Task requirements: Give every entry again, word for word and in full.

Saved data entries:
------------------------

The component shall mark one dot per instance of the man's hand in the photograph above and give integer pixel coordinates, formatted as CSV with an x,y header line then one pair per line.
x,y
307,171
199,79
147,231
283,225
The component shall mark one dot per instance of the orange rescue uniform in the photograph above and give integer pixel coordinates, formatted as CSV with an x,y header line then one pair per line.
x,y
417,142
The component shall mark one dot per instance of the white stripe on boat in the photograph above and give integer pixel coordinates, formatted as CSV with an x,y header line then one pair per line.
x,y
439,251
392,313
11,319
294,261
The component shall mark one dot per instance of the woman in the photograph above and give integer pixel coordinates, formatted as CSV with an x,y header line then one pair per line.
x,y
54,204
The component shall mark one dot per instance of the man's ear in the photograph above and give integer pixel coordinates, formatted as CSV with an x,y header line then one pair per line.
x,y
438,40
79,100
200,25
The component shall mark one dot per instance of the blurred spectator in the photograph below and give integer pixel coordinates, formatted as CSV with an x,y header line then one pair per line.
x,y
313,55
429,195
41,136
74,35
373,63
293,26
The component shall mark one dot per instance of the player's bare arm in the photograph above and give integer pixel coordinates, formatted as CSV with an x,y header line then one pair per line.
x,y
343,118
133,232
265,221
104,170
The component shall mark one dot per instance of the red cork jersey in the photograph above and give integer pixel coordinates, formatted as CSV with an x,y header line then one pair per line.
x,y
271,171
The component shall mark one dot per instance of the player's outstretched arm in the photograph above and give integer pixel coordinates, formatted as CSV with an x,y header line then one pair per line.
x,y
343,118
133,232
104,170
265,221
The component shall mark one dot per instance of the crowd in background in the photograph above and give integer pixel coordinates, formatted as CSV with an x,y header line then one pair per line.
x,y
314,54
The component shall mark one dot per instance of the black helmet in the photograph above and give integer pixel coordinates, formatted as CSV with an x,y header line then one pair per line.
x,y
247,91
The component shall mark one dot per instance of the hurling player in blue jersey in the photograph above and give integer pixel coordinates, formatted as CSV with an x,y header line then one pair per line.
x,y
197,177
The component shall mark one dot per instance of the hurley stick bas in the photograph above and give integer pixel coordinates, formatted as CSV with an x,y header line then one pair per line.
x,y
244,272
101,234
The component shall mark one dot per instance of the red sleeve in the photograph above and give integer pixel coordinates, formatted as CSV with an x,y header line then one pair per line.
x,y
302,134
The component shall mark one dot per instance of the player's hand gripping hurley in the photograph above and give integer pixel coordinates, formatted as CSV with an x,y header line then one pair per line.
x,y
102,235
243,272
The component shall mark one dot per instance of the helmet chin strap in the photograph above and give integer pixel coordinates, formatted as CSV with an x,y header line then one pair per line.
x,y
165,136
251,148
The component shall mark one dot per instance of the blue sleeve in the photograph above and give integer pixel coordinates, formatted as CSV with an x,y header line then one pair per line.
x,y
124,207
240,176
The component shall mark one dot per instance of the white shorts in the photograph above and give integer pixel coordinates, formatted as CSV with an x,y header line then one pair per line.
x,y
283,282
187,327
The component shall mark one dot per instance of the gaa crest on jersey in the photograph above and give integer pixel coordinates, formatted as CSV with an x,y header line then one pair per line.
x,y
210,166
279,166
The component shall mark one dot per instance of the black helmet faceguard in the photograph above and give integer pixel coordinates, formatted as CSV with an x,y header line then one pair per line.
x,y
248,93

------------------------

Exercise output:
The component shall mark one dot per instance of the man's hand in the photograph above and give integer pixel coordinates, formatted as CSV with an x,y header line then one pair per line.
x,y
307,171
199,79
147,231
283,225
The component shall mark one dot per instance of the orange rescue uniform in the photograph above and give integer pixel coordinates, formatted as CSV with an x,y header line then one pair per line.
x,y
417,142
The component shall mark one dot per instance of the white stripe on boat in the photograph above and give integer pixel coordinates, formatted as CSV with an x,y header line then one pair per line.
x,y
439,251
392,313
11,319
294,261
The component shall mark one dot per instance of the woman in the photograph above and give integer pixel coordinates, formatted as CSV with an x,y header line then one pair per line.
x,y
54,204
The component shall mark one dot per instance of the man's ear in the photograph above and give integer pixel coordinates, formatted as CSV with an x,y header line then one pair per line.
x,y
438,40
79,100
200,25
The component shall mark one dot per instance of the blurred spectator in the photograph below and give integer pixel coordinates, formatted as CSV with an x,y header line then one pair per line.
x,y
313,55
429,195
41,136
74,35
373,63
293,26
The component shall mark one dot per instance of the player's bare arm in the photograph above and give integer pixel coordinates, formatted as CSV with an x,y header line then one pair per line.
x,y
343,118
133,232
265,221
104,170
The component shall mark one dot per instance of the red cork jersey in the photograph above and give integer pixel coordinates, formatted as CSV with an x,y header line then one pair per line.
x,y
271,171
The component shall mark one dot per instance of the player's outstretched arm in the photograph above and give integer pixel coordinates, formatted as CSV with an x,y header line then one pair per line.
x,y
343,118
133,232
104,170
265,221
The component shall mark one dot per instance of the crowd in background in the photograph above and give integer pixel coordinates, formatted as CSV with an x,y header line then one pair per line.
x,y
314,54
The component shall mark one dot per instance of the black helmet in the photograph above and give integer pixel coordinates, formatted as CSV with an x,y header line then one pair per line.
x,y
247,91
The component shall mark one dot per instance of the hurling player in blue jersey in the photograph above and give integer pixel coordinates, formatted as CSV with an x,y header line then one pair per line.
x,y
197,177
The component shall mark one dot per instance of the hurley stick bas in the photograph above and give integer pixel coordinates, formatted as CSV with an x,y header line then one pair per line.
x,y
244,272
101,234
The component shall mark one dot per instance of the red sleeve in the photograph above and give integer pixel coordinates, formatted as CSV with an x,y header line then one pair per line.
x,y
302,134
The component shall mark one dot per instance of the player's hand gripping hurley in the photograph above and give integer pixel coordinates, formatted as CSV with an x,y header line then one pair per line.
x,y
102,235
243,272
The component shall mark one dot per instance of the helmet chin strap in the photograph above and give integer pixel coordinates, formatted as CSV with an x,y header line then one pair per line.
x,y
165,136
251,148
The component shall mark one dot per instance of the blue sleeve in the photograph above and give integer pixel coordinates, formatted as CSV with an x,y header line then one pair per line.
x,y
124,207
240,176
The component shall mark one dot per instance of the white shorts in the photograph above and give integer pixel coordinates, formatted as CSV with an x,y header line then one pair per line.
x,y
283,282
187,327
The component shall mark one dot per instance of the gaa crest on jersey in the photograph above and give integer pixel coordinates, formatted as CSV with an x,y header line then one pair per line.
x,y
210,166
279,166
The component shall mark one dot per instance of the black helmet faceguard in the photograph above and give integer pixel coordinates, formatted as CSV with an x,y header line then one pair per line.
x,y
248,93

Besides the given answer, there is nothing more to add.